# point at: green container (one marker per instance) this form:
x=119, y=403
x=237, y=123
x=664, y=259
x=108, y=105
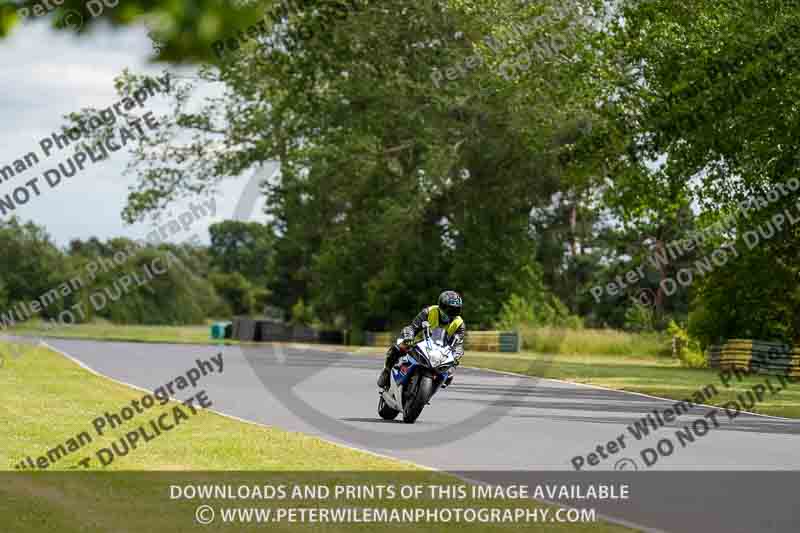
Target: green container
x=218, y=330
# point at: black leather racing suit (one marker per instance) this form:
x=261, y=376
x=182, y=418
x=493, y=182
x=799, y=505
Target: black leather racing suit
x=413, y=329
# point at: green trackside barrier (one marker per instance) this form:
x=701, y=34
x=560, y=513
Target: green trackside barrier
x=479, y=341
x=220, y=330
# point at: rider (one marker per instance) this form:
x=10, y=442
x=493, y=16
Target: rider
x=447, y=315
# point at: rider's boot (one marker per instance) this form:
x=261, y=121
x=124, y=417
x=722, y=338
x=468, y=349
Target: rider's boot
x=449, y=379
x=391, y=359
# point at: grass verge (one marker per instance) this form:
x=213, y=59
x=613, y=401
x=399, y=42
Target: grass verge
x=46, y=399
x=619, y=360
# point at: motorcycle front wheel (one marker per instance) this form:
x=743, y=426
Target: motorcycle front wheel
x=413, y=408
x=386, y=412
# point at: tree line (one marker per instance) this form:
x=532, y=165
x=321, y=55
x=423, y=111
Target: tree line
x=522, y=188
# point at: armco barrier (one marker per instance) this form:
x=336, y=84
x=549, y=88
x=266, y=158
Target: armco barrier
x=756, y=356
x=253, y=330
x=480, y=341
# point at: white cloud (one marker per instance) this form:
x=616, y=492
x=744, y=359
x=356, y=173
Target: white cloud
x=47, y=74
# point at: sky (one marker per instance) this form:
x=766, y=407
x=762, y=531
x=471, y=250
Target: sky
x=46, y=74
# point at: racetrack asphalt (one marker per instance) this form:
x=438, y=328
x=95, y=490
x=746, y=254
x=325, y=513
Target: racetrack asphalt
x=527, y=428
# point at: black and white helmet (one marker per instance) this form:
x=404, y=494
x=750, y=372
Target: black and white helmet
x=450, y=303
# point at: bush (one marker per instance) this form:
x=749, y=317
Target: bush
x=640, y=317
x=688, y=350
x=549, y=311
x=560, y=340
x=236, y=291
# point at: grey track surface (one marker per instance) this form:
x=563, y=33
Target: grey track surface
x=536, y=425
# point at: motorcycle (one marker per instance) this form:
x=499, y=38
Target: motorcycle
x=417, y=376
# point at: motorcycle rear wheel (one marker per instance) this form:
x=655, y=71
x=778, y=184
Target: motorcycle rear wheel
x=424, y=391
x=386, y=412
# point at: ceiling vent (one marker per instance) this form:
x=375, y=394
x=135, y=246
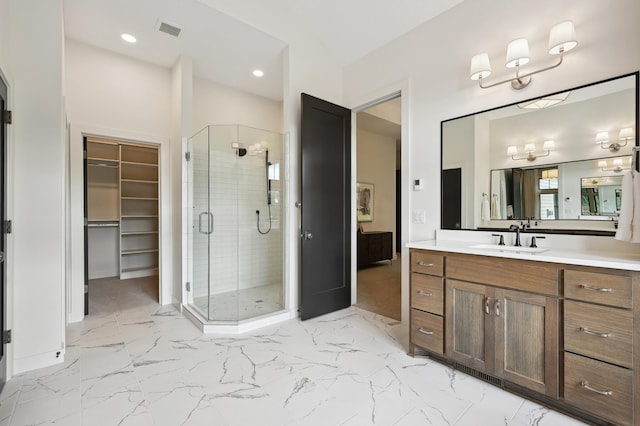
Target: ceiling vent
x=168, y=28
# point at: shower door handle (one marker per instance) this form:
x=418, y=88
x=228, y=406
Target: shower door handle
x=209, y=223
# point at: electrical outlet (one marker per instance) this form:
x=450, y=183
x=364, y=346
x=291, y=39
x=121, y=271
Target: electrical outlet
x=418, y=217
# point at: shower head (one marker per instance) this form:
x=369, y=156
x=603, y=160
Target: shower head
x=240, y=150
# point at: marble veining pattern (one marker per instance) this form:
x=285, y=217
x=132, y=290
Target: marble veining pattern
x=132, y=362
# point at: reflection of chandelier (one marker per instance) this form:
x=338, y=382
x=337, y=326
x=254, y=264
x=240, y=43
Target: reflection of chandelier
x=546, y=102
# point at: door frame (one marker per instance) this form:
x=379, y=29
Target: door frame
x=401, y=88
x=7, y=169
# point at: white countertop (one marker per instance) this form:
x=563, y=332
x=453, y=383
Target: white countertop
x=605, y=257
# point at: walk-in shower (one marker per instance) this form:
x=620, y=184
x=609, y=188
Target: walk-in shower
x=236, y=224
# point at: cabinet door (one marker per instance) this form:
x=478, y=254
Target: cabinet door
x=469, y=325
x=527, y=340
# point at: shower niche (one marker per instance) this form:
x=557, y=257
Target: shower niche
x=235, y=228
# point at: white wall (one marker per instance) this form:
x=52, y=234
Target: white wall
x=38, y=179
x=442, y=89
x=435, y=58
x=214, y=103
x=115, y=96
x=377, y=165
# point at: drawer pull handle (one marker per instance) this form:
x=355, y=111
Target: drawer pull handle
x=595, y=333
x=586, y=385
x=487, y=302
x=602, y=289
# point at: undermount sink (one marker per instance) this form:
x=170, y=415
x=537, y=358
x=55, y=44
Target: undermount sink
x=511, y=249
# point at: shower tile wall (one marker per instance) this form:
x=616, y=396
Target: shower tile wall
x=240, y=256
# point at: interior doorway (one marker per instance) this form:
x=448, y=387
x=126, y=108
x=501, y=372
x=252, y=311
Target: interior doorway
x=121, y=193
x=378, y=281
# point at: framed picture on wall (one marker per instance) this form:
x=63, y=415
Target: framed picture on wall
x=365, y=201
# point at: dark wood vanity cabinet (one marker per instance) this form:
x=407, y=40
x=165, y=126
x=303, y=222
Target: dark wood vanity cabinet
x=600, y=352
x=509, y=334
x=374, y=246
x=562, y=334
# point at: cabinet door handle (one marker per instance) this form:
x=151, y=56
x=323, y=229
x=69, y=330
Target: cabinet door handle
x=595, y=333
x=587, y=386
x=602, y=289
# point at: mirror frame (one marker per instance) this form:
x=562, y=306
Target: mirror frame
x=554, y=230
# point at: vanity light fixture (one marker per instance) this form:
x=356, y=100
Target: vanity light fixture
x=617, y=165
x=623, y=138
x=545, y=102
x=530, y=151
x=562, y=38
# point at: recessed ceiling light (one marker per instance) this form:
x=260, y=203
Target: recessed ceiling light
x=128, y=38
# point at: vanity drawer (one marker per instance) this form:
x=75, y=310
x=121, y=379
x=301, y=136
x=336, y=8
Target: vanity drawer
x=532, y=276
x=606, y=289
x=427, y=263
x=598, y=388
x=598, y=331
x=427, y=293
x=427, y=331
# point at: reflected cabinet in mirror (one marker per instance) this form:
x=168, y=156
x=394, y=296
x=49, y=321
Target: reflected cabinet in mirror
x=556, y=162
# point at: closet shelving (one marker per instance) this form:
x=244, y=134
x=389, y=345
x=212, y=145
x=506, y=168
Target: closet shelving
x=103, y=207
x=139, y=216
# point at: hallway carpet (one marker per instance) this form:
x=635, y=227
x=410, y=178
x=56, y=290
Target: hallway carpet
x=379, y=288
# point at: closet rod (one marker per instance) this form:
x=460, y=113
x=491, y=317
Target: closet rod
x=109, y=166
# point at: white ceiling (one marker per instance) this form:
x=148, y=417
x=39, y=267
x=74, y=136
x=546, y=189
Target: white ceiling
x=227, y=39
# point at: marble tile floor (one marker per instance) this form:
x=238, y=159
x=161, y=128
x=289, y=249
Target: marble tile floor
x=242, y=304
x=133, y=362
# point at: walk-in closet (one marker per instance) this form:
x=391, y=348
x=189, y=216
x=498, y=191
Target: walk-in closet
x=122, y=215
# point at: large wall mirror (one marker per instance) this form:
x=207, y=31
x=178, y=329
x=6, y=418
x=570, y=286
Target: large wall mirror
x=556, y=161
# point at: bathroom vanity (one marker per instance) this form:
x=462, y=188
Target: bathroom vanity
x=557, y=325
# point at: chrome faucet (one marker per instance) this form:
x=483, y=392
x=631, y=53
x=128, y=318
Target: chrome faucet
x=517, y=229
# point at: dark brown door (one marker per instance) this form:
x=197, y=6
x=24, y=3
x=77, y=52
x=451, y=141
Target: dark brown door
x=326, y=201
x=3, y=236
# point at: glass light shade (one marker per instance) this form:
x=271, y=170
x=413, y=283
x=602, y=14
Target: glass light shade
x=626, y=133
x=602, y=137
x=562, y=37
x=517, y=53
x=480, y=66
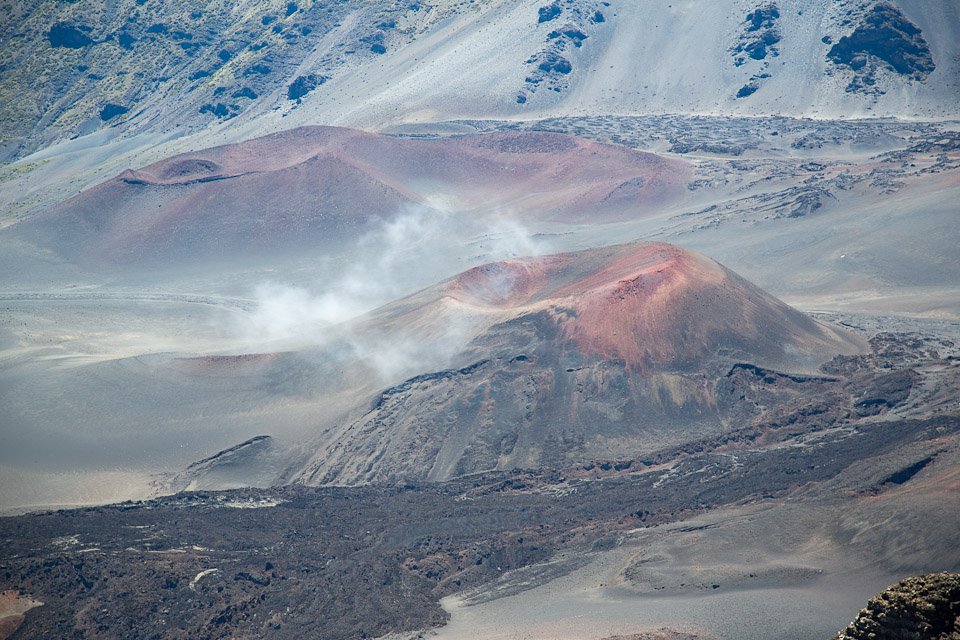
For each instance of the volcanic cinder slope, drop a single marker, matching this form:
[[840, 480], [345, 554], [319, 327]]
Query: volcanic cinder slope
..............................
**Task details**
Leave out all pictures and retype precisely the lines that run from the line containing "# point at: marble tile" to the last line of the records.

**Response**
# point at: marble tile floor (one marker per instance) this form:
x=238, y=159
x=161, y=128
x=289, y=249
Target: marble tile floor
x=242, y=304
x=133, y=362
# point at: walk-in closet (one marker per instance) this form:
x=391, y=348
x=189, y=216
x=498, y=191
Target: walk-in closet
x=122, y=215
# point at: large wall mirror (one marker per instance) this form:
x=207, y=31
x=178, y=329
x=6, y=418
x=570, y=286
Target: large wall mirror
x=556, y=161
# point at: bathroom vanity (one marker per instance) this form:
x=462, y=188
Target: bathroom vanity
x=557, y=325
# point at: chrome faucet (one marker per instance) this form:
x=483, y=392
x=631, y=53
x=128, y=318
Target: chrome faucet
x=517, y=229
# point at: dark brown door (one marker per instance) this form:
x=197, y=6
x=24, y=3
x=77, y=52
x=451, y=141
Target: dark brown door
x=326, y=201
x=3, y=236
# point at: glass light shade (one marker per instance) this form:
x=271, y=170
x=413, y=283
x=602, y=14
Target: glass light shade
x=626, y=133
x=602, y=137
x=562, y=37
x=517, y=53
x=480, y=66
For each instance of the volcanic cinder slope, drop a single marker, matching this form:
[[840, 480], [345, 554], [319, 327]]
Query: volcanic cinder slope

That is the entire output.